*Task to complete:*
Only the run of lines from the one containing "Return one point for each instance of the woman with" through the last line should be returned, exactly as written.

--------

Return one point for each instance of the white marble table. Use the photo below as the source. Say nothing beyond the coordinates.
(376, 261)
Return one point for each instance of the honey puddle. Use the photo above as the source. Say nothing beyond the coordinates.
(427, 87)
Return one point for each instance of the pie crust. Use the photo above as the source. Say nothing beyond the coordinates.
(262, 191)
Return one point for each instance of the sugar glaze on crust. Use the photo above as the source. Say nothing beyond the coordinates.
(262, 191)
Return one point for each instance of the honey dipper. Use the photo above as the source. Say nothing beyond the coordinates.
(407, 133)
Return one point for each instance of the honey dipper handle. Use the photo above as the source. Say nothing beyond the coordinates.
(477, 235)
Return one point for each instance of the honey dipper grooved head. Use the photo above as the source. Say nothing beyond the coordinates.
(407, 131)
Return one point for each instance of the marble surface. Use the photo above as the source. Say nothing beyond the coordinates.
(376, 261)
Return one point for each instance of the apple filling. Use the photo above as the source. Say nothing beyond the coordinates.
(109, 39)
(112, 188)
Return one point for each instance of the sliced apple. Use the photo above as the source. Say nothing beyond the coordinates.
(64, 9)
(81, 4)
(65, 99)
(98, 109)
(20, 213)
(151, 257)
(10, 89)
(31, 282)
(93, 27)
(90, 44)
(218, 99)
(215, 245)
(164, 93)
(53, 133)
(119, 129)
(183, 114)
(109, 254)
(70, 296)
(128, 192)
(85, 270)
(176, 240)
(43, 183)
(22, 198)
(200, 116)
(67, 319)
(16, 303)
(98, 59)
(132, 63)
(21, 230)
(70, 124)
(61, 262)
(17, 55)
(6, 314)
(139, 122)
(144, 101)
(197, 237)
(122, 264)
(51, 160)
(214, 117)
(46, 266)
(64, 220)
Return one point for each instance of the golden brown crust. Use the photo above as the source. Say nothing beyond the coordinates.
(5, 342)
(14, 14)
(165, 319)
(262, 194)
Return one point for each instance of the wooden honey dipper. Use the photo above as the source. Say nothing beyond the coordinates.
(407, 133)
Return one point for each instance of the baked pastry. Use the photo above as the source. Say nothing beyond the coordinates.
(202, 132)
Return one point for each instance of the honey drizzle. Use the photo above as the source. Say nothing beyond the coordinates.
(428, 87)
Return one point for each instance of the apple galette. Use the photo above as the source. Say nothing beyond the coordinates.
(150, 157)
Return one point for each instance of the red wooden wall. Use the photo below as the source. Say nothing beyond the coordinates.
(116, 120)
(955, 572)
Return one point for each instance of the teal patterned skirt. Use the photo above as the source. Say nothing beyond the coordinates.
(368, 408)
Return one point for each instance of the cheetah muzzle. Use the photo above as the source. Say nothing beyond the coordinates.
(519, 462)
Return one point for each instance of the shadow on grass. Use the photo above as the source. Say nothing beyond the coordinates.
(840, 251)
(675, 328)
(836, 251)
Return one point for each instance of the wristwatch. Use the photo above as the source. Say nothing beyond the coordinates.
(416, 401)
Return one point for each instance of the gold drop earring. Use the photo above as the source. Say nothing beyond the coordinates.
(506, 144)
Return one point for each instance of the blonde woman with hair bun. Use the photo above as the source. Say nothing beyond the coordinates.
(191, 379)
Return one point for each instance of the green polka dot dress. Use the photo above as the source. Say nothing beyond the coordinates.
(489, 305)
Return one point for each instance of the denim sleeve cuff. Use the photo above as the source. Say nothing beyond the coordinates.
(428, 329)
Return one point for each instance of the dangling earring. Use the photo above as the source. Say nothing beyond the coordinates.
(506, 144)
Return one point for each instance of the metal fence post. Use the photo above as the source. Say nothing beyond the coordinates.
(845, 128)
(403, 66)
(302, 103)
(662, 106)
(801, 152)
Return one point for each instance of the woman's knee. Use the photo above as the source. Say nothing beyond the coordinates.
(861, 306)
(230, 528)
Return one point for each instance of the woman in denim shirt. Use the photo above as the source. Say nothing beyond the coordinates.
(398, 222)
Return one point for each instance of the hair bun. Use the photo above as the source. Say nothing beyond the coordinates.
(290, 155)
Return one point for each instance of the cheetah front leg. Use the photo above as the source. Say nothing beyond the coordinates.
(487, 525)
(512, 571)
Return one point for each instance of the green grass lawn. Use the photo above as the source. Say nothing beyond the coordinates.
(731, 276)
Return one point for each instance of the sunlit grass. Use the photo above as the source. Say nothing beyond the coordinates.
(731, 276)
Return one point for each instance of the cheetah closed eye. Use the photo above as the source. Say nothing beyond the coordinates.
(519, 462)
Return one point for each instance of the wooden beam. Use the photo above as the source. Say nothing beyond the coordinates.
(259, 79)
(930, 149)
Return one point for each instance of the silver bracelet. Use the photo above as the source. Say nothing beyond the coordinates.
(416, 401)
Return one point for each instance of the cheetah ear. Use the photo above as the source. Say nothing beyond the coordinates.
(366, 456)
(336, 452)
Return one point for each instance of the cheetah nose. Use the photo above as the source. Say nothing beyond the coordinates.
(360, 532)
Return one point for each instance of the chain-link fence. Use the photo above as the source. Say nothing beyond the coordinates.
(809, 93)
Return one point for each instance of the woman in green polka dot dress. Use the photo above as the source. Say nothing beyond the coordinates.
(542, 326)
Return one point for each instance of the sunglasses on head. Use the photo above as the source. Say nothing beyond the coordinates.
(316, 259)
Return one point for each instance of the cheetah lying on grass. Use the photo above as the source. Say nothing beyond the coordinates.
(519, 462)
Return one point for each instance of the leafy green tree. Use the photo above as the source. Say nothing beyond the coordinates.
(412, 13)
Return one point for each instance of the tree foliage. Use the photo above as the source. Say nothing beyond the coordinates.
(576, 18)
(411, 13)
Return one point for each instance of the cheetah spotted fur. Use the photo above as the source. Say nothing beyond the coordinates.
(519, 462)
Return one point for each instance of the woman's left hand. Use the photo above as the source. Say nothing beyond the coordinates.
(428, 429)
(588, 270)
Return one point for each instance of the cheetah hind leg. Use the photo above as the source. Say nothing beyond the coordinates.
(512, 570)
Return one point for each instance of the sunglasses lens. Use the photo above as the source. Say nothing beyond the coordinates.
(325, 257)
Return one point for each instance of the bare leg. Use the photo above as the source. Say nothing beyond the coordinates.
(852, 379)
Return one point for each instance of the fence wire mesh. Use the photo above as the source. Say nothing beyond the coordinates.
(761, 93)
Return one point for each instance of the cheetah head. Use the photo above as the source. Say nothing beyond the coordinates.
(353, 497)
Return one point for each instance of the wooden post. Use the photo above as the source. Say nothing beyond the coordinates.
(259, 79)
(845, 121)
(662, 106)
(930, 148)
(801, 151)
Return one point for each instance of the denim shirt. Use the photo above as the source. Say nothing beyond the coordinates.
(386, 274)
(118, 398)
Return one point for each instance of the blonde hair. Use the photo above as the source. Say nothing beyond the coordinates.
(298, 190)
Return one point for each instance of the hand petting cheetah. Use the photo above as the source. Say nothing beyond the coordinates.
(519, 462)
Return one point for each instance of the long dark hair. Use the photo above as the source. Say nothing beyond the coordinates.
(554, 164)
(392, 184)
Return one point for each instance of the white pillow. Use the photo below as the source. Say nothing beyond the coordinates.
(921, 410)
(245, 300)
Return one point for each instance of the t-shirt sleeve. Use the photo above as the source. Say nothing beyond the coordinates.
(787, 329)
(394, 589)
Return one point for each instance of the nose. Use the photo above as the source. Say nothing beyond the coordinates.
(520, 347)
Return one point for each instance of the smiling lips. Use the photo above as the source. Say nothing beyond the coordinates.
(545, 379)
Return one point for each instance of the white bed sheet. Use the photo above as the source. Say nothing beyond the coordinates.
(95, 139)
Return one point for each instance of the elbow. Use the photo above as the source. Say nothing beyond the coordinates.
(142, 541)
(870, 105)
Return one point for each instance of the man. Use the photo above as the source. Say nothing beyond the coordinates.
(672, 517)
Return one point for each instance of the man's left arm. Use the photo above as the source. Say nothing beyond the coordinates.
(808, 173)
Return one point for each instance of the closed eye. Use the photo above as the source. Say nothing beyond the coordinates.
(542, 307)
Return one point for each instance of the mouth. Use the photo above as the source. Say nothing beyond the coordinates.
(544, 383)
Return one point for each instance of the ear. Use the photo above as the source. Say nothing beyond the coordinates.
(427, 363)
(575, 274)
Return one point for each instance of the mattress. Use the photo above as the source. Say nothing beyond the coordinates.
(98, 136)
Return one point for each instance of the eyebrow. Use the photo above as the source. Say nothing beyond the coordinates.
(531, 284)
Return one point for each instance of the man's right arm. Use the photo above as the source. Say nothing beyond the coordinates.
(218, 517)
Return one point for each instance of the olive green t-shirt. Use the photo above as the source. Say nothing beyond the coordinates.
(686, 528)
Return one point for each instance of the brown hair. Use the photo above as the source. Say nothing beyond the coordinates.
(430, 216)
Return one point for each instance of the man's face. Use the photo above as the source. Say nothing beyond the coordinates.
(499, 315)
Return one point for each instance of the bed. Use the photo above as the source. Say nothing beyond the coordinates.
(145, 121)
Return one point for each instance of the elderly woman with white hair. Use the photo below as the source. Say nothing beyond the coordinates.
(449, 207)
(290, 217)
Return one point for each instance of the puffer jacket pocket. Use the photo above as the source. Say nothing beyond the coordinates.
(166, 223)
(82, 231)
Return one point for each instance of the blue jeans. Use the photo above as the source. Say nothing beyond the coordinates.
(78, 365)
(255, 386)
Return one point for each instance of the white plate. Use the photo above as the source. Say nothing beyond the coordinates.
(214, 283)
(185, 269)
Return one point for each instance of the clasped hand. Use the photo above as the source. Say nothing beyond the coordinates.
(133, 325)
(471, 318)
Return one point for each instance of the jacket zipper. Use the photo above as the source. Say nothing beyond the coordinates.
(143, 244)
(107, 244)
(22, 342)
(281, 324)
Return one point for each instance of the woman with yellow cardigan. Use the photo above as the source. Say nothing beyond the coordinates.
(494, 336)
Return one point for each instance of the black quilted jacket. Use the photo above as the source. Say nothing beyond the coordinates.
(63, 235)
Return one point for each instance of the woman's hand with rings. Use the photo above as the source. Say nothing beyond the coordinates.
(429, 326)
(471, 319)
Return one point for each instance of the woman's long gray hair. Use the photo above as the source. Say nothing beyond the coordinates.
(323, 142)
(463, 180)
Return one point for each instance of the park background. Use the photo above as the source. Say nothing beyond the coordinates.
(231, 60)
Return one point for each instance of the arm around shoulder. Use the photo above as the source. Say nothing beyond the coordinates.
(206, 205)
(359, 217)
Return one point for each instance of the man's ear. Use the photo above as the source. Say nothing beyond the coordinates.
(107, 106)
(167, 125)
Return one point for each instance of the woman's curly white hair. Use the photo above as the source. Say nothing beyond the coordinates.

--------

*Output for this exercise:*
Return one point for each instance of the woman with yellow cardigan. Use the photo above as the source. Say nothing beyond the coordinates.
(494, 336)
Return one point for each instance of the black quilted jacket. Use the photo above as the source. Say nothing beyond the coordinates.
(63, 235)
Return one point for each instance of the woman's hand with rings. Use the photo above as the source. Say nothing beyond the coordinates.
(429, 326)
(471, 319)
Return one point for each instance of the woman's long gray hair. Use the photo above as the source. Say nothing beyond the coordinates.
(323, 142)
(463, 180)
Return one point for each instance of the park background. Use the photo above as the source. Say nothing beyond the coordinates.
(231, 60)
Return one point for each instance of the arm around shoulder. Use the photo above as the source. Say nothing beyond the coordinates.
(206, 205)
(359, 217)
Return one point for each instance of the man's ear. Use the photo above as the source. Say nothing beyond the coordinates.
(107, 106)
(167, 125)
Return one point for each instance of the woman's curly white hair. Use the photo above as the source. Say nothing beyond the coordinates.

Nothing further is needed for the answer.